Instruction: Scale the data from the start up to and including the line with "(267, 226), (357, 390)". Reproduce each line in full, multiplying every coordinate in the answers by 1.55 and rounding to whole numbers, halves up.

Recorded data:
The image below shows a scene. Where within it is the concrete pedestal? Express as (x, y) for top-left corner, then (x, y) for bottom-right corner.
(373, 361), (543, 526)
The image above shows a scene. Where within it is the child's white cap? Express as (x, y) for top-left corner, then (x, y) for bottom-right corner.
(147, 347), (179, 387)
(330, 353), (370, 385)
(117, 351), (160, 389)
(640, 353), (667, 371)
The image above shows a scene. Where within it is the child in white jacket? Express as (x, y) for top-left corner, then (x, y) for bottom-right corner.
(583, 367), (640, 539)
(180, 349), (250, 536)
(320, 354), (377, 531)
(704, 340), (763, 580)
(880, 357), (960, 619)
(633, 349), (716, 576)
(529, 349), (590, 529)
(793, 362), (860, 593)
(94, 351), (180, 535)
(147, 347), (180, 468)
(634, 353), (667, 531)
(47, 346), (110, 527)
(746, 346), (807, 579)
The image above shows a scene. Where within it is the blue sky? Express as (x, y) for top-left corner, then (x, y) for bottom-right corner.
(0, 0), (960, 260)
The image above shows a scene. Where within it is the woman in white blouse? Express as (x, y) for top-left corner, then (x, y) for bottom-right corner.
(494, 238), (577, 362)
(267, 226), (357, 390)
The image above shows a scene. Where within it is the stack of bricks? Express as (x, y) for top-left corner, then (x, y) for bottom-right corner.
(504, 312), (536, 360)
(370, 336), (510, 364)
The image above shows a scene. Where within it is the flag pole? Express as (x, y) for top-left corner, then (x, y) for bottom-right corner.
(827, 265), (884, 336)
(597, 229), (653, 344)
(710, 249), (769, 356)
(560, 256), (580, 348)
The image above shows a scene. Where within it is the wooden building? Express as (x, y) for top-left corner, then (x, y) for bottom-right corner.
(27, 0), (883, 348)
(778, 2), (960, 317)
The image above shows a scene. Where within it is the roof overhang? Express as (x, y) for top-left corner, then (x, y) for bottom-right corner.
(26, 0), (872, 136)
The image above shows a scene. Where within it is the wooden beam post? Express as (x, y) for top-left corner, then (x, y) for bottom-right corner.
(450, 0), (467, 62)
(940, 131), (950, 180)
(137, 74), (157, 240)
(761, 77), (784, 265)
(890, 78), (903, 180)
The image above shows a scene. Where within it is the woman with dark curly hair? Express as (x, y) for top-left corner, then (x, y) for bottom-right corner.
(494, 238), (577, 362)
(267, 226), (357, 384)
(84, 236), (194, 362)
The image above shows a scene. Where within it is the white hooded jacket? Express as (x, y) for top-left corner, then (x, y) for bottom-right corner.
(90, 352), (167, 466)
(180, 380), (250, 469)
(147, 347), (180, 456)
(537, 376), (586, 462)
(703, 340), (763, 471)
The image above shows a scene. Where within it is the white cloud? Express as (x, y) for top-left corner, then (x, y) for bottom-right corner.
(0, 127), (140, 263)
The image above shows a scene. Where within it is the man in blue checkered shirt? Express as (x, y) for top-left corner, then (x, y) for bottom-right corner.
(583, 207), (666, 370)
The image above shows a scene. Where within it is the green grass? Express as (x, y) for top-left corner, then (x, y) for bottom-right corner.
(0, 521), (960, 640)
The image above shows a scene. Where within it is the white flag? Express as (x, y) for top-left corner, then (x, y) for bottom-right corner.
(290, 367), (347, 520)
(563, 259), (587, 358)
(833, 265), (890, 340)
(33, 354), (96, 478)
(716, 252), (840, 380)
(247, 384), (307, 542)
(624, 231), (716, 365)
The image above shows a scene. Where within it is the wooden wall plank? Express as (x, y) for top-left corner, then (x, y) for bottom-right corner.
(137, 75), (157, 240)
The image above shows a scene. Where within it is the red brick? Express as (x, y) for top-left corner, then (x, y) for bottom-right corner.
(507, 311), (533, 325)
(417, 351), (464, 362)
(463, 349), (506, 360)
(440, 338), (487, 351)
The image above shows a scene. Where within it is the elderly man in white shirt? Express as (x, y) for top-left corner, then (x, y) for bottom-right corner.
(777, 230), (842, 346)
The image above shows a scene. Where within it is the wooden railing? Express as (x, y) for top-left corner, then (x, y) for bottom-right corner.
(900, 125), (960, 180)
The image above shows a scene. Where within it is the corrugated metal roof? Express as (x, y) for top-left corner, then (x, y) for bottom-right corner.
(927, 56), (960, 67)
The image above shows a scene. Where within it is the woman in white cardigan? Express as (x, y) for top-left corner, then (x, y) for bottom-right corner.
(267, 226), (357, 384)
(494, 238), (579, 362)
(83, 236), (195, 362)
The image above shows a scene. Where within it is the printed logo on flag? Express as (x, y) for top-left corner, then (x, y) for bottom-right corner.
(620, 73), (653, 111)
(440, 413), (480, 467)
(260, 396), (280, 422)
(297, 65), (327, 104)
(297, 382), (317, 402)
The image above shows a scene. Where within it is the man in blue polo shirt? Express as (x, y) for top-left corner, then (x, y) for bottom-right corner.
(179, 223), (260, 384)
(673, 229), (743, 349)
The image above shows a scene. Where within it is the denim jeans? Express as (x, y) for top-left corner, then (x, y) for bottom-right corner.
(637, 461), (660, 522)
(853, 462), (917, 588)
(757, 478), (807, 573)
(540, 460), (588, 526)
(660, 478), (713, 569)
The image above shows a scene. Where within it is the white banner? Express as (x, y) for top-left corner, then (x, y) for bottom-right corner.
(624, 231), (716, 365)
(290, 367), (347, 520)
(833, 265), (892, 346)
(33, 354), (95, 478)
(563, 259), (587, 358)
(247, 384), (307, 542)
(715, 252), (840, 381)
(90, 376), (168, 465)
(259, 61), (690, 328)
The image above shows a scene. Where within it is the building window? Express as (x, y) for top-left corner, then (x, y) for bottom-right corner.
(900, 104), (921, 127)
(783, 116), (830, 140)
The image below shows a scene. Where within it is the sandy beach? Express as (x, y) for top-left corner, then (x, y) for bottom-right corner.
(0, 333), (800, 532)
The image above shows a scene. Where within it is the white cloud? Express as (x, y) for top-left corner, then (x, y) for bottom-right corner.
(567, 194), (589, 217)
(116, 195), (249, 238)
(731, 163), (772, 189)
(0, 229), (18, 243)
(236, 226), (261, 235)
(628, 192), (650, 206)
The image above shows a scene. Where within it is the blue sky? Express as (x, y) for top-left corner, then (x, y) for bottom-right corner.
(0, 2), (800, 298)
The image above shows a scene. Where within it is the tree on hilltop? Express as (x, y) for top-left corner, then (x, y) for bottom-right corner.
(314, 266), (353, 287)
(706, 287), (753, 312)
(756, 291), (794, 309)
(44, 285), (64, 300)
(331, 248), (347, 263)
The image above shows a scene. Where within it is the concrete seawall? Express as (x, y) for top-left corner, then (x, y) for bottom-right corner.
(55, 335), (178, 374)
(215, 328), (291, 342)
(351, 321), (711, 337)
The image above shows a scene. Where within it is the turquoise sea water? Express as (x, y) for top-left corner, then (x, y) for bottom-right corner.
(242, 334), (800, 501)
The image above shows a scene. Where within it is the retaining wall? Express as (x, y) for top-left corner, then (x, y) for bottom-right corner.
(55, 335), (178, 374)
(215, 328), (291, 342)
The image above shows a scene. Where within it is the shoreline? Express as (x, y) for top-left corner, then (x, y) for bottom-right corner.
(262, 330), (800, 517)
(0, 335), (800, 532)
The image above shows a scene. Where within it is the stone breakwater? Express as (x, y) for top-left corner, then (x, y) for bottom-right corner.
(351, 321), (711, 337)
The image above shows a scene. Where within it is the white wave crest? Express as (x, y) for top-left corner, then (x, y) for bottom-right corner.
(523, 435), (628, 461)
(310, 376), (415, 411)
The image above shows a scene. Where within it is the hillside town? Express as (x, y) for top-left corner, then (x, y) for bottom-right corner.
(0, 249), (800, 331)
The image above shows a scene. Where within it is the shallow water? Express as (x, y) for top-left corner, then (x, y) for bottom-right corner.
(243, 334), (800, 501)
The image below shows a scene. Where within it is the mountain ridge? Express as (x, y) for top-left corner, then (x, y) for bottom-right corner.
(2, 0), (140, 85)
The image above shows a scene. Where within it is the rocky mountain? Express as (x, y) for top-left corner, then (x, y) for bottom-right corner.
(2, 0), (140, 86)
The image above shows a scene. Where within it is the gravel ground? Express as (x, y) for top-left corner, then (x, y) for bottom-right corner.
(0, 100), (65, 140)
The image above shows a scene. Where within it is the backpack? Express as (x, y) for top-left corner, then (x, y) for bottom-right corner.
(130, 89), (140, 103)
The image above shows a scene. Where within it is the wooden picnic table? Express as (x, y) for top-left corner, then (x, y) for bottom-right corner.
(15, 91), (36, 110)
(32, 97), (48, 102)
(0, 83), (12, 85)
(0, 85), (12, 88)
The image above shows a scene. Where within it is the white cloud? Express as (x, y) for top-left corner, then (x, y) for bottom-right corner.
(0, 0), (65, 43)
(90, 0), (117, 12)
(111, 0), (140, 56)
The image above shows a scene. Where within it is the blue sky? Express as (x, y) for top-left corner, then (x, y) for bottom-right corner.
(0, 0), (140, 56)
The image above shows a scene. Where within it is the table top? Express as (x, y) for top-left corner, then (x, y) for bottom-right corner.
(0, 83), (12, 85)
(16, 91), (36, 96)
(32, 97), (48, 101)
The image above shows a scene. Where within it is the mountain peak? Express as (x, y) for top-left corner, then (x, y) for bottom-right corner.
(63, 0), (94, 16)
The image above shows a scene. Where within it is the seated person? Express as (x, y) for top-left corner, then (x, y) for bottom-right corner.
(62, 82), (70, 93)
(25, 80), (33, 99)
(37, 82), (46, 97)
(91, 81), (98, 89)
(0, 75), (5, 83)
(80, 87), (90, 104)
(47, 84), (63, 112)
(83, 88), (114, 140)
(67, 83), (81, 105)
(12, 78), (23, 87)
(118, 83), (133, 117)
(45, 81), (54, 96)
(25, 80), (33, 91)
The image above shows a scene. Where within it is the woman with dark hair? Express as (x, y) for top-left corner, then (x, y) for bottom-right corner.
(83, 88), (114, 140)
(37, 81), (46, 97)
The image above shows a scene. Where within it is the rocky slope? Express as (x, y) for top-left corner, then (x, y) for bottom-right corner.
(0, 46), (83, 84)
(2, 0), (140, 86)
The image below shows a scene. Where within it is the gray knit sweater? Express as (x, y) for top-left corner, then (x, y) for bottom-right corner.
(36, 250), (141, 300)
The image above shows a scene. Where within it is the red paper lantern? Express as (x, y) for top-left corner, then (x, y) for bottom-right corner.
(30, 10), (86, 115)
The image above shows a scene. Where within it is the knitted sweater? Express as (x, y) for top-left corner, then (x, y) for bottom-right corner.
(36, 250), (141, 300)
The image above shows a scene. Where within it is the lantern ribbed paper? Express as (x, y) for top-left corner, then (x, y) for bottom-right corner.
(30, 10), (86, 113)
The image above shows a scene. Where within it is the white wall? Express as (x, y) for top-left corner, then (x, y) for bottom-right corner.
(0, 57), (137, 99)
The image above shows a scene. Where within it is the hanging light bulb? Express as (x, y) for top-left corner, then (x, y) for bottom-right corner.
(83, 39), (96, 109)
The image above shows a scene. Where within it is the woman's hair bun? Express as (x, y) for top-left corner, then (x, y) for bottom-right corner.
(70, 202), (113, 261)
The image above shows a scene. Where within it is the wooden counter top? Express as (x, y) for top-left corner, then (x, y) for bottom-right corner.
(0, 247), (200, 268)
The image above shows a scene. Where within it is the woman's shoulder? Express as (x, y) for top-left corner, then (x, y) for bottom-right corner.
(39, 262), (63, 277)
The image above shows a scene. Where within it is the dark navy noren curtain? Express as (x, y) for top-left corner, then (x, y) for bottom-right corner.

Response:
The image below shows a scene. Where within it is the concrete pedestal? Express as (x, y) for top-left corner, then (x, y) for bottom-right corner.
(578, 560), (842, 815)
The image above shows a scene. Where within it is the child's white cap? Express as (x, y) for top-left corner, then (x, y) for bottom-right corner.
(228, 538), (277, 600)
(512, 547), (574, 597)
(181, 544), (248, 603)
(992, 547), (1034, 575)
The image above shows a scene. Where within it is the child in white jacket? Express as (x, y) for top-left corner, then (x, y) for bottom-right corner.
(904, 569), (992, 835)
(279, 541), (388, 831)
(496, 549), (584, 823)
(1091, 527), (1183, 899)
(1364, 553), (1488, 959)
(981, 541), (1110, 893)
(820, 541), (915, 820)
(1229, 561), (1333, 919)
(146, 544), (279, 829)
(228, 538), (279, 725)
(983, 547), (1034, 823)
(73, 536), (171, 817)
(1156, 536), (1251, 897)
The image above shows a scene. Where within it is the blue sky? Express as (x, y) for top-left corner, then (x, y) for bottom-right corner.
(0, 0), (1488, 403)
The image above shows a scene. Where within it is the woman in white blouse? Express as (x, y) for top-left corner, then (x, y) for bottom-right corner.
(766, 369), (894, 561)
(414, 350), (553, 605)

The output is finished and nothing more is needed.